**** Text to read ****

Per-deployment configuration (`[dpf.deployments.*]`)

Each DPU generation is provisioned by its own DPUDeployment, configured under [dpf.deployments.<name>]. BF3 is always present with built-in defaults; BF4 (generic) is opt-in and is activated only when a [dpf.deployments.bf4_generic] table is present. Both deployments run side-by-side, each with its own DPUFlavor and DPUDeployment. BF3 uses a BFB URL (bfb_url) and BF4 uses a [bluefield_software] block instead of a BFB.

Every active deployment must have a unique deployment_name, flavor_name, and node_label_key; carbide-api validates this at startup and refuses to start if any deployments collide.

1 # BF3 is present by default. Override only if any change is needed.
2 [dpf.deployments.bf3]
3 bfb_url         = "https://content.mellanox.com/BlueField/BFBs/Ubuntu24.04/bf-bundle-3.2.2-125_26.02_ubuntu-24.04_64k_prod.bfb"
4 flavor_name     = "carbide-dpu-flavor"
5 deployment_name = "nico-deployment-v2"
6 node_label_key  = "carbide.nvidia.com/controlled.node.v2"
7 
8 # BF4 generic is opt-in. Add this table to provision BF4 DPUs via a second
9 # DPUDeployment alongside BF3. All identifiers must differ from BF3's.
10 [dpf.deployments.bf4_generic]
11 # NOTE: bfb_url must NOT be set here. BF4 uses bluefield_software instead.

****

• **Short problem 1**
In the listing, swap "halter noseband" for "bridle noseband" in the stretch from the line containing "The client would like the halter noseband" through the end of the listing, and give that stretch again with nothing else changed.

**** Provided data ****

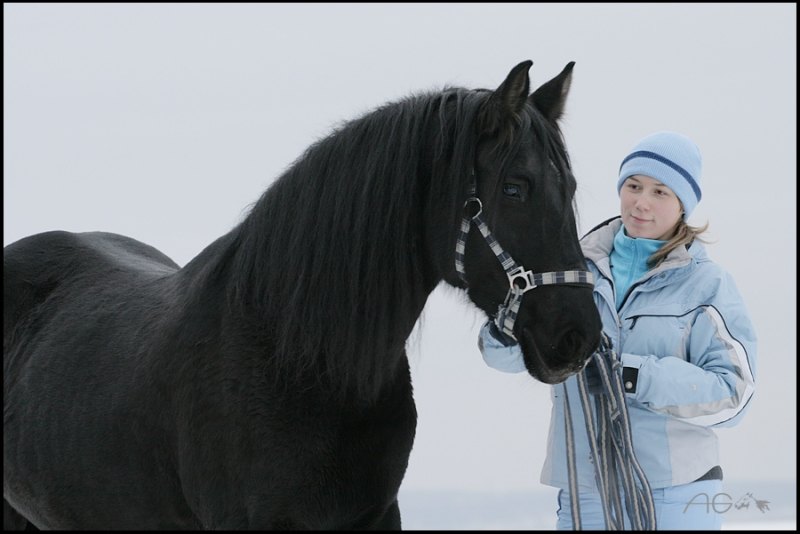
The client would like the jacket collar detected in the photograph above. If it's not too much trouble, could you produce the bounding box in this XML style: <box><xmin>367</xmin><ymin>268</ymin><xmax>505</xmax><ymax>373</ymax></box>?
<box><xmin>581</xmin><ymin>215</ymin><xmax>707</xmax><ymax>277</ymax></box>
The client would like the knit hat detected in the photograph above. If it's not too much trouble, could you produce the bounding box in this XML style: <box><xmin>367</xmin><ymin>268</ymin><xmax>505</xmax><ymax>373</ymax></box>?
<box><xmin>617</xmin><ymin>132</ymin><xmax>702</xmax><ymax>220</ymax></box>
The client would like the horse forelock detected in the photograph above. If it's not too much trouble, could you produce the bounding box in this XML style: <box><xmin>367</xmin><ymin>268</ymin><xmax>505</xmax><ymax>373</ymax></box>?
<box><xmin>229</xmin><ymin>88</ymin><xmax>488</xmax><ymax>402</ymax></box>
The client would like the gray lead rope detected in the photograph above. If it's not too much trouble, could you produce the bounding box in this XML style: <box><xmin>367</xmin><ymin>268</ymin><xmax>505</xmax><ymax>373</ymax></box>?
<box><xmin>456</xmin><ymin>173</ymin><xmax>594</xmax><ymax>339</ymax></box>
<box><xmin>563</xmin><ymin>334</ymin><xmax>656</xmax><ymax>530</ymax></box>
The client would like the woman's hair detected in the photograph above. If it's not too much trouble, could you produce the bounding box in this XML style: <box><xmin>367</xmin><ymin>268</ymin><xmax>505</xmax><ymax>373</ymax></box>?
<box><xmin>647</xmin><ymin>218</ymin><xmax>708</xmax><ymax>269</ymax></box>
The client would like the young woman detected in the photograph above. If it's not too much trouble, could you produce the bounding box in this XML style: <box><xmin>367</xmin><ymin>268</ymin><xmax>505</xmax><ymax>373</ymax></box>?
<box><xmin>479</xmin><ymin>132</ymin><xmax>756</xmax><ymax>530</ymax></box>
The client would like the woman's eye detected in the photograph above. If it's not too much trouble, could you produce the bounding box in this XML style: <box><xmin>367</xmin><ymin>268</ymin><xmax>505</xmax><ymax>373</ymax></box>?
<box><xmin>503</xmin><ymin>184</ymin><xmax>522</xmax><ymax>198</ymax></box>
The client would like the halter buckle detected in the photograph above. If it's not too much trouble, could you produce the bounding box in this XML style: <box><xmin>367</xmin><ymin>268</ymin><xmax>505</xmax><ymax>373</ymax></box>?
<box><xmin>506</xmin><ymin>265</ymin><xmax>538</xmax><ymax>293</ymax></box>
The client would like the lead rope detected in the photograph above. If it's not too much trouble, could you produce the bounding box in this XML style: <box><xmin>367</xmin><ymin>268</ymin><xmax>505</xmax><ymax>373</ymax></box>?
<box><xmin>562</xmin><ymin>334</ymin><xmax>656</xmax><ymax>530</ymax></box>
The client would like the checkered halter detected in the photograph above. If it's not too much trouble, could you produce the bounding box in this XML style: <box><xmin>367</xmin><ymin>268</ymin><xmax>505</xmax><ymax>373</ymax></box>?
<box><xmin>456</xmin><ymin>176</ymin><xmax>594</xmax><ymax>339</ymax></box>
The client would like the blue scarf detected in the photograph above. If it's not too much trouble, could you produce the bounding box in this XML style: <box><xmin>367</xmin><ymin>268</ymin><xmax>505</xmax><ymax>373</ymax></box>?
<box><xmin>609</xmin><ymin>226</ymin><xmax>666</xmax><ymax>310</ymax></box>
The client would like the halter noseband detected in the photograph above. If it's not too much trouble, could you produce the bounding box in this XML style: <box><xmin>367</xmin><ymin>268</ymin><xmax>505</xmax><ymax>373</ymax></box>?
<box><xmin>456</xmin><ymin>170</ymin><xmax>594</xmax><ymax>339</ymax></box>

****

• **Short problem 2**
Translate this sentence from the per-deployment configuration text into Spanish: "Both deployments run side-by-side, each with its own DPUFlavor and DPUDeployment."

• **Written response 1**
The client would like the bridle noseband detected in the photograph above. If it's not too much trouble, could you produce the bounding box in this XML style: <box><xmin>367</xmin><ymin>268</ymin><xmax>505</xmax><ymax>373</ymax></box>?
<box><xmin>456</xmin><ymin>170</ymin><xmax>594</xmax><ymax>339</ymax></box>

• **Written response 2**
Ambos despliegues se ejecutan en paralelo, cada uno con su propio DPUFlavor y DPUDeployment.